┌──
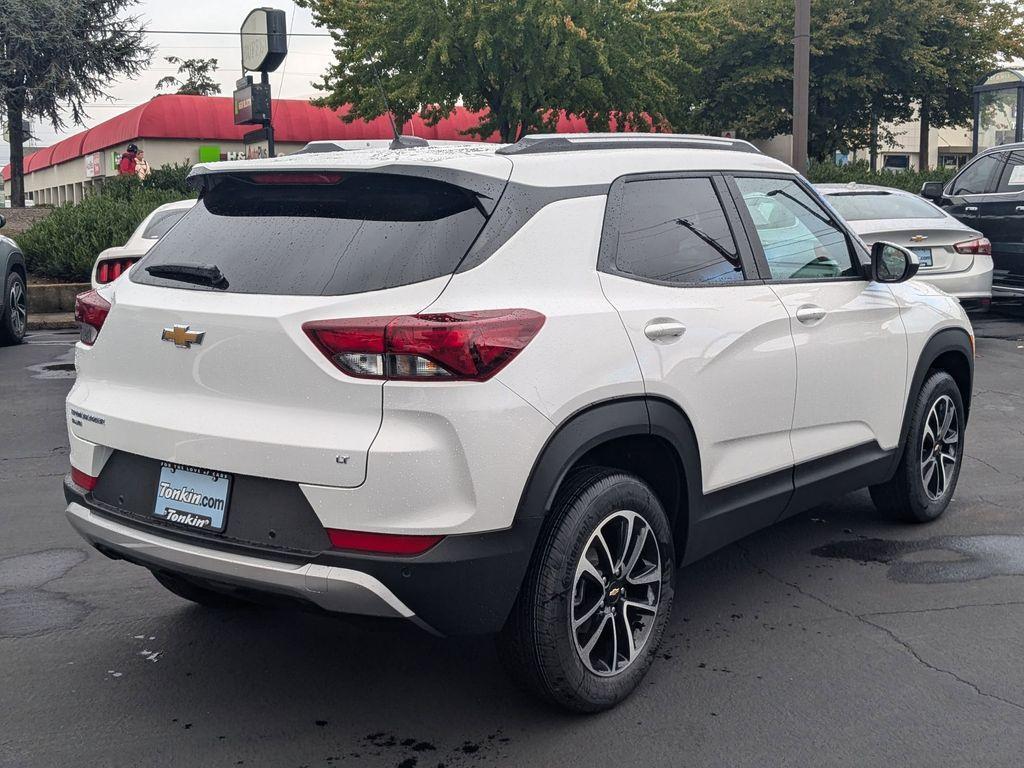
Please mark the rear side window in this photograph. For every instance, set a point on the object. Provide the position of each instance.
(676, 230)
(979, 177)
(321, 233)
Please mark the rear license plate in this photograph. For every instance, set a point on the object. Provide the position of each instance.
(193, 498)
(924, 255)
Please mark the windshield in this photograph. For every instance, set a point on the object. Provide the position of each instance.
(882, 205)
(317, 235)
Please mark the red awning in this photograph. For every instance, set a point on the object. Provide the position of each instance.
(211, 119)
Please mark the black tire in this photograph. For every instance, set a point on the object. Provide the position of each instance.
(13, 320)
(905, 496)
(538, 645)
(197, 594)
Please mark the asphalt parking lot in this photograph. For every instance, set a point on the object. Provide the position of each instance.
(837, 638)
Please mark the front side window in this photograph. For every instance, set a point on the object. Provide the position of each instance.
(1012, 177)
(979, 177)
(676, 230)
(882, 205)
(799, 239)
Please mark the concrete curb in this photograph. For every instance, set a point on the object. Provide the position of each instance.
(51, 321)
(54, 297)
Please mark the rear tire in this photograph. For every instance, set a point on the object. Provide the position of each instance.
(592, 611)
(200, 595)
(927, 475)
(14, 318)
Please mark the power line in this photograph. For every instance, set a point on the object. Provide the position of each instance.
(215, 32)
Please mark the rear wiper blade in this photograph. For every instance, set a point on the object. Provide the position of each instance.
(201, 274)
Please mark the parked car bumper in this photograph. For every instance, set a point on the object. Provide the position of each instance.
(464, 585)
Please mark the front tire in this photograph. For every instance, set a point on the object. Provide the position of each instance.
(590, 616)
(929, 469)
(14, 320)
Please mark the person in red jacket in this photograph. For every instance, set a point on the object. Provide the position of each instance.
(126, 166)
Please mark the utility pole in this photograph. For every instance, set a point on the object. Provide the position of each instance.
(801, 83)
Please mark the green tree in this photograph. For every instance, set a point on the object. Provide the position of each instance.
(745, 80)
(194, 77)
(55, 55)
(519, 60)
(962, 40)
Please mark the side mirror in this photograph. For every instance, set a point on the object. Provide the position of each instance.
(892, 263)
(932, 190)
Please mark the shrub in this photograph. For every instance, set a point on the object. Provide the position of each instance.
(65, 245)
(827, 173)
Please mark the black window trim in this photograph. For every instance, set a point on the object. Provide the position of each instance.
(609, 230)
(858, 254)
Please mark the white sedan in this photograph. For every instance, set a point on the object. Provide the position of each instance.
(953, 256)
(113, 262)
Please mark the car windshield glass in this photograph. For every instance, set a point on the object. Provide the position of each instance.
(161, 222)
(864, 206)
(318, 235)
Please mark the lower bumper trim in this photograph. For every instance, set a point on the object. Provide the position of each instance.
(330, 587)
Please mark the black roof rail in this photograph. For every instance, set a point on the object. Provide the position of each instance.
(536, 143)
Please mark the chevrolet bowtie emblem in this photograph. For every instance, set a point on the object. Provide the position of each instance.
(182, 337)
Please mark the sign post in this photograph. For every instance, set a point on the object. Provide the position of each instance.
(264, 45)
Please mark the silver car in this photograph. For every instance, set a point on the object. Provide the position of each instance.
(953, 256)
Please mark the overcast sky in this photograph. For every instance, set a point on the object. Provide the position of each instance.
(307, 56)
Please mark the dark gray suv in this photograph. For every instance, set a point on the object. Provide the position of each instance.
(988, 196)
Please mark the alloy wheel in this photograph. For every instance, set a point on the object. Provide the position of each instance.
(939, 448)
(616, 591)
(18, 308)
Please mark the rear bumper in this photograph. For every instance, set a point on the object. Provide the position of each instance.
(329, 587)
(465, 585)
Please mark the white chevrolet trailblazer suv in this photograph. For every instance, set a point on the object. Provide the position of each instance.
(504, 389)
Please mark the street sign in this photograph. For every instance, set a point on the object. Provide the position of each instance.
(264, 40)
(251, 101)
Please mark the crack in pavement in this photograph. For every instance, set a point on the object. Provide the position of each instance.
(862, 617)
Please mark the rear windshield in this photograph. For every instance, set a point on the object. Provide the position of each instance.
(320, 235)
(161, 222)
(864, 206)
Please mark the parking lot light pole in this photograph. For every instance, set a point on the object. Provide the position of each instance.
(801, 83)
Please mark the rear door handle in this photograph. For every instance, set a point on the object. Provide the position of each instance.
(664, 329)
(811, 313)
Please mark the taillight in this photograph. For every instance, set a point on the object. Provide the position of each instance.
(381, 544)
(457, 346)
(83, 480)
(90, 311)
(979, 246)
(111, 269)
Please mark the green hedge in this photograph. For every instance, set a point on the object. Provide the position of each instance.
(827, 173)
(65, 245)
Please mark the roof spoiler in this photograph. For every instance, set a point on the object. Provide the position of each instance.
(536, 143)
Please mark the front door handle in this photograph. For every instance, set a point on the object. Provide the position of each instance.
(664, 329)
(811, 313)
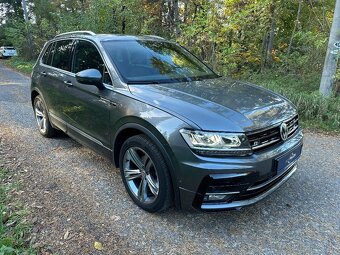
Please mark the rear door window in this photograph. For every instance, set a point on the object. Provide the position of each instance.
(46, 59)
(62, 55)
(86, 56)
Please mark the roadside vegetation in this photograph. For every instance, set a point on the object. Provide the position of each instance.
(278, 44)
(14, 226)
(22, 65)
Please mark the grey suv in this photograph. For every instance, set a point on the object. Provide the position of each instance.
(179, 133)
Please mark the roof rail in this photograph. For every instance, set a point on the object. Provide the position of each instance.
(155, 36)
(76, 33)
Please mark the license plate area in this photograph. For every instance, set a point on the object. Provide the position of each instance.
(287, 159)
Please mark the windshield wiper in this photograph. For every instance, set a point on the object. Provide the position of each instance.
(142, 82)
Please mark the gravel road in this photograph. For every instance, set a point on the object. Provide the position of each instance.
(77, 197)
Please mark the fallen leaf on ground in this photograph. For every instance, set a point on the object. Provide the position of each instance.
(66, 235)
(98, 246)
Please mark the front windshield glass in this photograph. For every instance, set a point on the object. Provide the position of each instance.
(146, 61)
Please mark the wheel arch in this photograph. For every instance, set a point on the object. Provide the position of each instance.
(140, 126)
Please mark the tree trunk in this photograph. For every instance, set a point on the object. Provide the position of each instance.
(329, 69)
(295, 27)
(270, 46)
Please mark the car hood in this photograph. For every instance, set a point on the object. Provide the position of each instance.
(218, 104)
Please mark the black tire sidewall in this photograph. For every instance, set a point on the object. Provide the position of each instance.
(164, 197)
(50, 131)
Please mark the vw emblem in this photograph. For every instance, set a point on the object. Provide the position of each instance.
(284, 131)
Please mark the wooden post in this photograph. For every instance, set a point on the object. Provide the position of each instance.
(332, 56)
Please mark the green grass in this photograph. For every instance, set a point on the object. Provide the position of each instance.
(14, 227)
(19, 64)
(315, 111)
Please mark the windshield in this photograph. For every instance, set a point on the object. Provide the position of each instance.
(145, 61)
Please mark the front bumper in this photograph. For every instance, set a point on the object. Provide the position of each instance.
(242, 181)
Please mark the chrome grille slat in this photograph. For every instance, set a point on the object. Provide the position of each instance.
(268, 137)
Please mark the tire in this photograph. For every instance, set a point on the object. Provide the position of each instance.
(148, 182)
(41, 117)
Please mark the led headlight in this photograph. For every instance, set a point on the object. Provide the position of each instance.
(216, 143)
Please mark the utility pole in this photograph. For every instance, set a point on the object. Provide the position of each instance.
(29, 36)
(333, 52)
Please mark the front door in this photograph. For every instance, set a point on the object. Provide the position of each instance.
(88, 108)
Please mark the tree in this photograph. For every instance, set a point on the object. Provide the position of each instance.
(330, 66)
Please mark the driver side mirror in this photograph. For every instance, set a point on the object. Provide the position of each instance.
(90, 77)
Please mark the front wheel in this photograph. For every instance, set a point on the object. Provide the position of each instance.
(145, 174)
(41, 117)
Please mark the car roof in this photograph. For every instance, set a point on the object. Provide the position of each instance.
(107, 37)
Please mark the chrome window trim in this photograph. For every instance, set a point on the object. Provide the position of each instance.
(68, 72)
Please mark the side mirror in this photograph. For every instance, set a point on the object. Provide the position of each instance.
(90, 77)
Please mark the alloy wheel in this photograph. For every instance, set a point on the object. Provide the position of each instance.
(141, 175)
(40, 116)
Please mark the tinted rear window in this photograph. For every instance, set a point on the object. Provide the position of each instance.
(46, 57)
(62, 55)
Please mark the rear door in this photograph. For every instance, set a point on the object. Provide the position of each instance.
(55, 69)
(10, 52)
(87, 108)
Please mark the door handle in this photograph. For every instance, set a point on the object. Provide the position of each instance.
(68, 83)
(107, 101)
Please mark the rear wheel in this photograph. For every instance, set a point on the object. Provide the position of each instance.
(145, 174)
(41, 117)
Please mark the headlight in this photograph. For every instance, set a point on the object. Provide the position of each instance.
(216, 144)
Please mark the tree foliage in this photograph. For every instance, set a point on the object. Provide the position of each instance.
(234, 36)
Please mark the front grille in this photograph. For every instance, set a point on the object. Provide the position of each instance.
(264, 139)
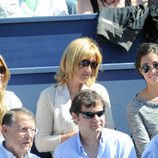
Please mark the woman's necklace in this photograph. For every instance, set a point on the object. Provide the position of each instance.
(108, 3)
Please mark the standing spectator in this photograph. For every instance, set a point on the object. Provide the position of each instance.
(18, 129)
(78, 70)
(29, 8)
(8, 99)
(93, 140)
(143, 108)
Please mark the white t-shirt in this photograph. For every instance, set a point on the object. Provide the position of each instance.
(12, 101)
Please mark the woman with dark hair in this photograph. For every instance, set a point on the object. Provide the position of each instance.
(143, 108)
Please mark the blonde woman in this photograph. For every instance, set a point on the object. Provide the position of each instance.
(8, 99)
(78, 70)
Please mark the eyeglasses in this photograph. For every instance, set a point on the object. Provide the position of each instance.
(25, 130)
(86, 63)
(146, 67)
(2, 70)
(89, 115)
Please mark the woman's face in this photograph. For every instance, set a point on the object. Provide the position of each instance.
(149, 68)
(85, 69)
(2, 73)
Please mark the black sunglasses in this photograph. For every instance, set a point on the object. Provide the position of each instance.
(2, 70)
(86, 63)
(89, 115)
(147, 67)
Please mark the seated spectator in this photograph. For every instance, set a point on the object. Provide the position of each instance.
(93, 140)
(29, 8)
(8, 99)
(18, 129)
(151, 150)
(71, 5)
(142, 110)
(78, 70)
(93, 6)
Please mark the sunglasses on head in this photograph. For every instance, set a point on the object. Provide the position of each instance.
(146, 67)
(86, 63)
(89, 115)
(2, 70)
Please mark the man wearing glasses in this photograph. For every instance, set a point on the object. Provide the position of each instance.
(93, 140)
(18, 129)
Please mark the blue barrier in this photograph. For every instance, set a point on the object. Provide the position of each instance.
(32, 48)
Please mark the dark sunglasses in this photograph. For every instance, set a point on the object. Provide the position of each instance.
(89, 115)
(2, 70)
(86, 63)
(147, 67)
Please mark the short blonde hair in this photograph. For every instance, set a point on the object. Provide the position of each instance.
(3, 107)
(7, 72)
(77, 50)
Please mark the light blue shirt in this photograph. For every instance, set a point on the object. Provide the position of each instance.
(113, 144)
(151, 150)
(4, 153)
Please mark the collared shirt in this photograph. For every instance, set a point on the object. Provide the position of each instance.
(113, 144)
(4, 153)
(53, 117)
(151, 150)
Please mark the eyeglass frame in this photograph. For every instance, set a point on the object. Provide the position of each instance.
(146, 67)
(86, 63)
(92, 114)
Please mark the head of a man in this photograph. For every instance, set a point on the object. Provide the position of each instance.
(87, 110)
(18, 129)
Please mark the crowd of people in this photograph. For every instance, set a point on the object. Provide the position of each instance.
(74, 116)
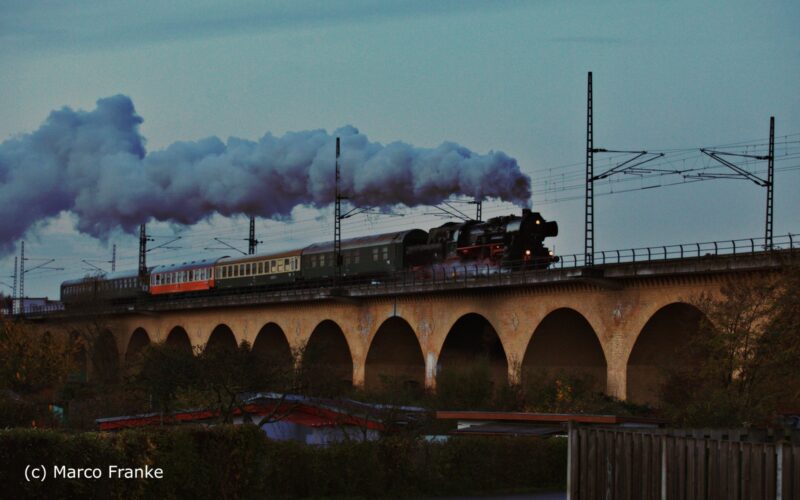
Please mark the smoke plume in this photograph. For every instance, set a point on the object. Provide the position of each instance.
(94, 164)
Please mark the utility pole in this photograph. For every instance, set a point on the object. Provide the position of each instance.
(142, 251)
(337, 225)
(14, 289)
(740, 173)
(589, 206)
(22, 277)
(252, 243)
(630, 166)
(770, 184)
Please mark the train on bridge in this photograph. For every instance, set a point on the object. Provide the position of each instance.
(510, 241)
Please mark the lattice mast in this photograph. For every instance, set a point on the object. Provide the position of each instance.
(589, 206)
(337, 225)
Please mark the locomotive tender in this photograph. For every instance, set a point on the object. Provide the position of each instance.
(512, 242)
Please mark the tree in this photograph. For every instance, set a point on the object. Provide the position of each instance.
(32, 361)
(747, 351)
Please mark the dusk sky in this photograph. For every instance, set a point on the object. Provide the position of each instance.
(493, 77)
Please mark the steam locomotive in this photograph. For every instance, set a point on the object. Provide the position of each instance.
(506, 242)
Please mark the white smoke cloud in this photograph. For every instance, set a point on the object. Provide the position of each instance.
(94, 165)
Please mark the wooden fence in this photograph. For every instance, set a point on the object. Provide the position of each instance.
(615, 463)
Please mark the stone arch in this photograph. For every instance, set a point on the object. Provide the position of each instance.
(395, 356)
(80, 358)
(105, 358)
(221, 338)
(565, 342)
(179, 339)
(667, 332)
(138, 341)
(272, 346)
(327, 362)
(472, 340)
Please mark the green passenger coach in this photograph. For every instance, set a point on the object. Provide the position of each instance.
(258, 270)
(364, 256)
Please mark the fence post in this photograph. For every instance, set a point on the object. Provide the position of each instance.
(778, 471)
(664, 464)
(571, 443)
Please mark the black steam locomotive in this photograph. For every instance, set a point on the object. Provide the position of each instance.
(507, 242)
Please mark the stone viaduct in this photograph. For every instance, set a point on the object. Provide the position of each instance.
(617, 323)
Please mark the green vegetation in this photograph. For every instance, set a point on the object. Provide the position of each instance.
(747, 355)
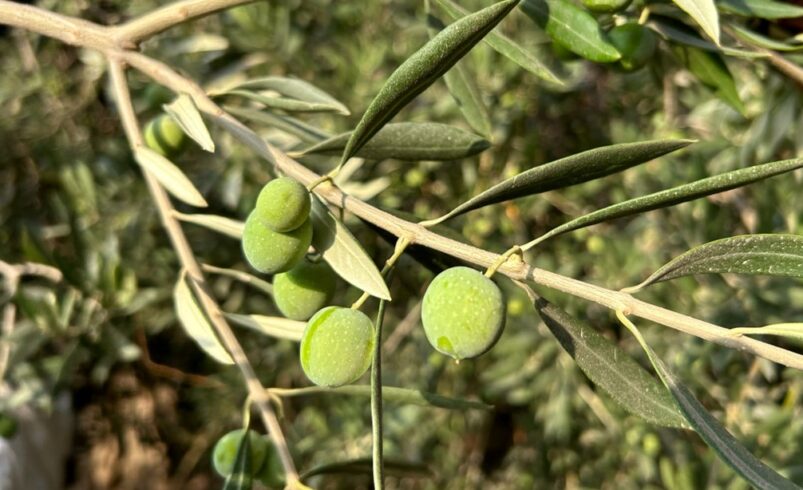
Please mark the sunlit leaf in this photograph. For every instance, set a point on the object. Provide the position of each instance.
└──
Please lay out the lines as a numbered list, from the line containing "Please mark the green vegetation" through the last line, skipping blank lines and leaving out the pictures.

1. Please mark the green vegetation in this photograph. For every instance, set a point on the object. Provide the position of each instance.
2. (747, 355)
3. Please mark the sunlit leaf in this photograph. For every instance, set a point on the object. Provide the position of each instance.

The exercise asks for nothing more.